If Biden-Harris wins the White House, suddenly they face another dilemma: If AB-5 is good for California, why isn’t it good for the entire nation?
The fate of ride hailing will be a real test of Harris’s actual commitment to the economic-justice issues she painstakingly avoided during the first part of her political career. In one positive sign, both Harris and Joe Biden have urged California voters to reject Proposition 22, the $100 million ballot measure to overturn AB-5 and allow drivers to remain independent contractors. That’s a lot of money to spend against a law that you claim does not even apply to you.
Uber sought an injunction against the implementation of AB-5, but a judge denied that last February. Shortly thereafter, California Attorney General Xavier Becerra filed a lawsuit to compel Uber and Lyft to follow the law and convert their drivers to employees—something Harris never did as attorney general, despite the underpinnings of the then-existing law that led to the Dynamex decision. On August 10, a judge ruled that Uber and Lyft must immediately comply with AB-5, emphatically stating that it is “obvious” drivers are “central, not tangential, to Uber and Lyft’s entire ride-hailing business.”

* Work item *
Write out the passage on AB-5 and ride hailing word for word, starting with "If Biden-Harris wins" and going on through "apply to you.".

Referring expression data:

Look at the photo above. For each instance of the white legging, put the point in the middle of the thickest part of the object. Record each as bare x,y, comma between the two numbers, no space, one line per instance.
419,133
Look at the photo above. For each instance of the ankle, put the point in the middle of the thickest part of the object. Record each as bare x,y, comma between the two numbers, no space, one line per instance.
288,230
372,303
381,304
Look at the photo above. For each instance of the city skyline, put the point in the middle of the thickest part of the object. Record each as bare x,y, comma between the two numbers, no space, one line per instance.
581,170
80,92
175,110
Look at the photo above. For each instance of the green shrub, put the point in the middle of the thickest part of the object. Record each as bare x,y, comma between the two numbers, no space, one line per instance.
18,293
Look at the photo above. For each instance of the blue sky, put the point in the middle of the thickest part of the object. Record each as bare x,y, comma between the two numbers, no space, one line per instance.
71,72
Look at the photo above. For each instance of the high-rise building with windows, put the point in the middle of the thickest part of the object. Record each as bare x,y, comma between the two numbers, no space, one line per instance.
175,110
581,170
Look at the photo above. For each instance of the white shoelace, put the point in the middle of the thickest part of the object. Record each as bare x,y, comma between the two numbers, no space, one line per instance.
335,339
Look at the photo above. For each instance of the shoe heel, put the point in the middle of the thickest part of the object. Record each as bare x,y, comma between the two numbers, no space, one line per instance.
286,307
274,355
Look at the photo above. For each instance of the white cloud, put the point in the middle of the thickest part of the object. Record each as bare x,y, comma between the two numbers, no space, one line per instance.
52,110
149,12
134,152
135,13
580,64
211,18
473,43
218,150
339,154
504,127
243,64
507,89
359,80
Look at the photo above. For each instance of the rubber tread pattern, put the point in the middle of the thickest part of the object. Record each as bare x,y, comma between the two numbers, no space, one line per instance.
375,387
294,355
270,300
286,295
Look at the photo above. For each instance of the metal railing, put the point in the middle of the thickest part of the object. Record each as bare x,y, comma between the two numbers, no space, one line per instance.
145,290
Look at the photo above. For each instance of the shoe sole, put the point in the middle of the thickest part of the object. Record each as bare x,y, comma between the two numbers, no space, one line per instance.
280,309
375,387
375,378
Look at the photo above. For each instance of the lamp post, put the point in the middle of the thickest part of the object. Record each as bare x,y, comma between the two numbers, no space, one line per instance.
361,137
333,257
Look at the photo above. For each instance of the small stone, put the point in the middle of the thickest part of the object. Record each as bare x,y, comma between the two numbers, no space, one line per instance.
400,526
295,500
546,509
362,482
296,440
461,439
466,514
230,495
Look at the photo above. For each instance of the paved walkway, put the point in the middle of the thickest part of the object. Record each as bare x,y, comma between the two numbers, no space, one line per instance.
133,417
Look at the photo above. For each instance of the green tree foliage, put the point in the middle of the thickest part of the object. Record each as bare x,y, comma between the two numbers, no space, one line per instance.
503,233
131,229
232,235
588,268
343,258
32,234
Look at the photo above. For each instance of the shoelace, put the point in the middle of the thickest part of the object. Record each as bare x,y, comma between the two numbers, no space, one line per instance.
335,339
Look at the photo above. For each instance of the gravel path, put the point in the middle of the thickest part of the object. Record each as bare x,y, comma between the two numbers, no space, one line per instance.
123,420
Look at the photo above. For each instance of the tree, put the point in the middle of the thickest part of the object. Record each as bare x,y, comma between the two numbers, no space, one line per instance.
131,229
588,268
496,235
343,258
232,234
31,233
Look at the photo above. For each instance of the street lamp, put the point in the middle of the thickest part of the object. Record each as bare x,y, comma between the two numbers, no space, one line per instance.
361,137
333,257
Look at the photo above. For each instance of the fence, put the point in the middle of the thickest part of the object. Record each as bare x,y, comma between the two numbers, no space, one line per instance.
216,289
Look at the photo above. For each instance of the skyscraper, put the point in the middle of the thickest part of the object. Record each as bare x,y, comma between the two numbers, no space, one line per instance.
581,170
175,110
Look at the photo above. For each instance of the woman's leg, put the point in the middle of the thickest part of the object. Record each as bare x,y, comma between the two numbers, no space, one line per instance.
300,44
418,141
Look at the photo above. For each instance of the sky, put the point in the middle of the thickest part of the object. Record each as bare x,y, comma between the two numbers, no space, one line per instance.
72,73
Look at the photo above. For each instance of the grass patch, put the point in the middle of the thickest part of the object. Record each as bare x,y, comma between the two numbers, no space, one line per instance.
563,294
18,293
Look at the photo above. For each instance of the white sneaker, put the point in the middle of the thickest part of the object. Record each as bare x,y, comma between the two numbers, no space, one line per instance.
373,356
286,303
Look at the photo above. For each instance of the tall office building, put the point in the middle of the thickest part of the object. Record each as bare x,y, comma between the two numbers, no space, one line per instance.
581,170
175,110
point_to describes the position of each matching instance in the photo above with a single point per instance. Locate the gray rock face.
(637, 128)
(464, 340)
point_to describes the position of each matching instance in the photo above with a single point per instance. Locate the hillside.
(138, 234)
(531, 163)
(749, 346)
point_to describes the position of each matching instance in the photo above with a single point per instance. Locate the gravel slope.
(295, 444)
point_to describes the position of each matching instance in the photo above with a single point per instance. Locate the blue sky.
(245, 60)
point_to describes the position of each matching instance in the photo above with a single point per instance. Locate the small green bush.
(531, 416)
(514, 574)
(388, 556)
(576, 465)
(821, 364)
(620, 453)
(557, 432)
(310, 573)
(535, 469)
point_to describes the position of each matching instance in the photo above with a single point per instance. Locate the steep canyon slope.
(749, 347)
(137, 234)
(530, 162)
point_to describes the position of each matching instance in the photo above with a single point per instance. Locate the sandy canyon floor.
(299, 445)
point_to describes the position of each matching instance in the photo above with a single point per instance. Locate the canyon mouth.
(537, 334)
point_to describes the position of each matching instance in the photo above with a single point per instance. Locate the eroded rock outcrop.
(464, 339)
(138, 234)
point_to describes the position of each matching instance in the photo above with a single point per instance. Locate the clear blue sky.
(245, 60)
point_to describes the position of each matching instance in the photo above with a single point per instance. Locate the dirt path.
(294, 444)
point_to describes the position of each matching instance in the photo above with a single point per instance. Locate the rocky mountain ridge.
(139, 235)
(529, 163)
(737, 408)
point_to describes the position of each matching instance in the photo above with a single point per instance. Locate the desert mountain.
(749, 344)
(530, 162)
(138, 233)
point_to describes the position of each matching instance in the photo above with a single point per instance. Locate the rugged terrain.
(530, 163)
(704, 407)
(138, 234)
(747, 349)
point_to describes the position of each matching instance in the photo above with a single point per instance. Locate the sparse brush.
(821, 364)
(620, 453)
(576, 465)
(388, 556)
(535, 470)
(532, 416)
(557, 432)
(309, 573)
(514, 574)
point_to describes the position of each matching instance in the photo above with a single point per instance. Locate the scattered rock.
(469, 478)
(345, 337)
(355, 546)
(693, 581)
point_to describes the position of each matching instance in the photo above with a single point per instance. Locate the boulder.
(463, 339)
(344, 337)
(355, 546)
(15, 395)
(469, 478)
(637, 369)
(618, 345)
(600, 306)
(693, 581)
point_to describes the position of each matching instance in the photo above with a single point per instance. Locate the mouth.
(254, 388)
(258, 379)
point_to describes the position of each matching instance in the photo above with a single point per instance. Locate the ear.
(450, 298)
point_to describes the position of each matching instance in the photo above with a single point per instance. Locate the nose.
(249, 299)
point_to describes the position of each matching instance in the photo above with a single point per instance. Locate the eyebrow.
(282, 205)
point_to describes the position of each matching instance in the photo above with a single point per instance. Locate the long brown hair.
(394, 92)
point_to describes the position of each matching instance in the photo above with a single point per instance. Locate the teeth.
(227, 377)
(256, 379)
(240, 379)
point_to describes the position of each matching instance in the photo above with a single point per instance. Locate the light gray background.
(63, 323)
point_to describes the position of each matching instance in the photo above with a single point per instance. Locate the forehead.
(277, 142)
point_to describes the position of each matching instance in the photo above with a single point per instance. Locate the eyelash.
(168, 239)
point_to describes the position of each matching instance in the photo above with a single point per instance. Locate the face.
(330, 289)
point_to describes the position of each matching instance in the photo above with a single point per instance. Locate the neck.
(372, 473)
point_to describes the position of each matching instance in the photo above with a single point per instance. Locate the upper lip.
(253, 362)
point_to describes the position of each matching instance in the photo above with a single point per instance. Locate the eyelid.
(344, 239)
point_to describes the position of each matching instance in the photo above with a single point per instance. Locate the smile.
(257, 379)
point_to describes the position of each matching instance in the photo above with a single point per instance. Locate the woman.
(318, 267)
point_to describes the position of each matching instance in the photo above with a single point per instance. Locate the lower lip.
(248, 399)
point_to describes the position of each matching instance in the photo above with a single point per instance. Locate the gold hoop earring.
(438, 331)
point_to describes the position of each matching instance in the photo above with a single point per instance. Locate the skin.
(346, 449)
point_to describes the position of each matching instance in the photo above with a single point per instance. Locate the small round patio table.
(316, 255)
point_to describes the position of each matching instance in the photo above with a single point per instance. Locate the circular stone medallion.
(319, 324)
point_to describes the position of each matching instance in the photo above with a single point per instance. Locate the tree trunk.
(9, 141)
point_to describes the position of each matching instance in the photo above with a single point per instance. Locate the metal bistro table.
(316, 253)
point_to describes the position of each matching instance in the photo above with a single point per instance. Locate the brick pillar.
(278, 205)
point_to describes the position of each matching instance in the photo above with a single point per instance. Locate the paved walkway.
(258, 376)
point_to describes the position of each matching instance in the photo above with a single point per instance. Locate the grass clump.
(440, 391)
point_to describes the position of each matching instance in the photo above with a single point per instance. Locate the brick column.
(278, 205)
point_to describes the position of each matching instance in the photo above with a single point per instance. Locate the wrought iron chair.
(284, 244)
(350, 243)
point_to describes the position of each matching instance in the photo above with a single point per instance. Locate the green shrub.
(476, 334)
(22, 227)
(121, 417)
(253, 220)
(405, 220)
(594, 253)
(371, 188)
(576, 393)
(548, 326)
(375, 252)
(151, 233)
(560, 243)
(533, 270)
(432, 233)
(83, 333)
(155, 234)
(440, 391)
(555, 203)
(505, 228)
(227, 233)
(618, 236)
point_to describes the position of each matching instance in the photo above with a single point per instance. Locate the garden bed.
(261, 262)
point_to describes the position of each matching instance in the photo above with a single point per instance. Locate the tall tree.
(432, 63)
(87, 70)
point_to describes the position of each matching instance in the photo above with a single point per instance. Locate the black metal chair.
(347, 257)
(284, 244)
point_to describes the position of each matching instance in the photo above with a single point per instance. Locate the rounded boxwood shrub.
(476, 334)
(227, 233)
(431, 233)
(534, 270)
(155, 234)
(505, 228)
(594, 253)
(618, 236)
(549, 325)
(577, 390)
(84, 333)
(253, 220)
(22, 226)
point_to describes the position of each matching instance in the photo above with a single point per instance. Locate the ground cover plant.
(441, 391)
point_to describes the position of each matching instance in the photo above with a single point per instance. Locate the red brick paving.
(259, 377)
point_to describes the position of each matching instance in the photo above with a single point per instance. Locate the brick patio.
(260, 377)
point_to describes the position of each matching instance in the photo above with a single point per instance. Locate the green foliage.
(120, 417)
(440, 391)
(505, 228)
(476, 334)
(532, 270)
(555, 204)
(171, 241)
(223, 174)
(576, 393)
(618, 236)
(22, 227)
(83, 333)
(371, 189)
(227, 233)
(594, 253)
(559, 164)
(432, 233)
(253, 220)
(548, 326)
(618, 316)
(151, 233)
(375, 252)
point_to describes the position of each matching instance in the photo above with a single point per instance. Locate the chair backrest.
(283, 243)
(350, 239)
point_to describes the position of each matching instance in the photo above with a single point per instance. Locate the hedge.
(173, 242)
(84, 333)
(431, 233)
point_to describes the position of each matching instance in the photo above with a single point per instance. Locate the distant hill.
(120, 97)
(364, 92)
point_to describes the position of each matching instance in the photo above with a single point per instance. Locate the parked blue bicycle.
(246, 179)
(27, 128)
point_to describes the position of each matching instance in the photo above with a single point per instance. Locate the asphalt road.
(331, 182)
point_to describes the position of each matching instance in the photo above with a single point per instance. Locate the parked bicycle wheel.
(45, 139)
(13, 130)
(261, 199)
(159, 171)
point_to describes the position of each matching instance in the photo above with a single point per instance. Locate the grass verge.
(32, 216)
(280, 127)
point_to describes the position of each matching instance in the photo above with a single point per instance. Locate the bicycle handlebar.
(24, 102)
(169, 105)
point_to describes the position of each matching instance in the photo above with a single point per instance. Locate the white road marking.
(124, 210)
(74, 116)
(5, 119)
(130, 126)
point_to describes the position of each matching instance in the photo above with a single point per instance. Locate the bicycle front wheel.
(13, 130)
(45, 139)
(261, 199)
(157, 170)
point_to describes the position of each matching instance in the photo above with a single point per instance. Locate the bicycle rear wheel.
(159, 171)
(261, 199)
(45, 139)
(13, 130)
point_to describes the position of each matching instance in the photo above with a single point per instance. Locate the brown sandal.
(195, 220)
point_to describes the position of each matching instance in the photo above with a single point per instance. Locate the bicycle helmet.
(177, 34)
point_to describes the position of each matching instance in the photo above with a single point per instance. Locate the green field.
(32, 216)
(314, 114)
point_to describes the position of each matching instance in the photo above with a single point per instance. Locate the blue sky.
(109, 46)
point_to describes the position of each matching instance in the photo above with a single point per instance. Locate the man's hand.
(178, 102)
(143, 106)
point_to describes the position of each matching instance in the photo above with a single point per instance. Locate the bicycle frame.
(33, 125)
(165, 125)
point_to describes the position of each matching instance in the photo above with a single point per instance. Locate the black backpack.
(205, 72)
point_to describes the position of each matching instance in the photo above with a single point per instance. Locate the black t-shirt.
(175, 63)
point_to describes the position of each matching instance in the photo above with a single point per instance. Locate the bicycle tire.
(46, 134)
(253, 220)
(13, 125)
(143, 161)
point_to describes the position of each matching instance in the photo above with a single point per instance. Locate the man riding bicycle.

* Answer to this problem *
If Biden-Harris wins the White House, suddenly they face another dilemma: If AB-5 is good for California, why isn’t it good for the entire nation?
The fate of ride hailing will be a real test of Harris’s actual commitment to the economic-justice issues she painstakingly avoided during the first part of her political career. In one positive sign, both Harris and Joe Biden have urged California voters to reject Proposition 22, the $100 million ballot measure to overturn AB-5 and allow drivers to remain independent contractors. That’s a lot of money to spend against a law that you claim does not even apply to you.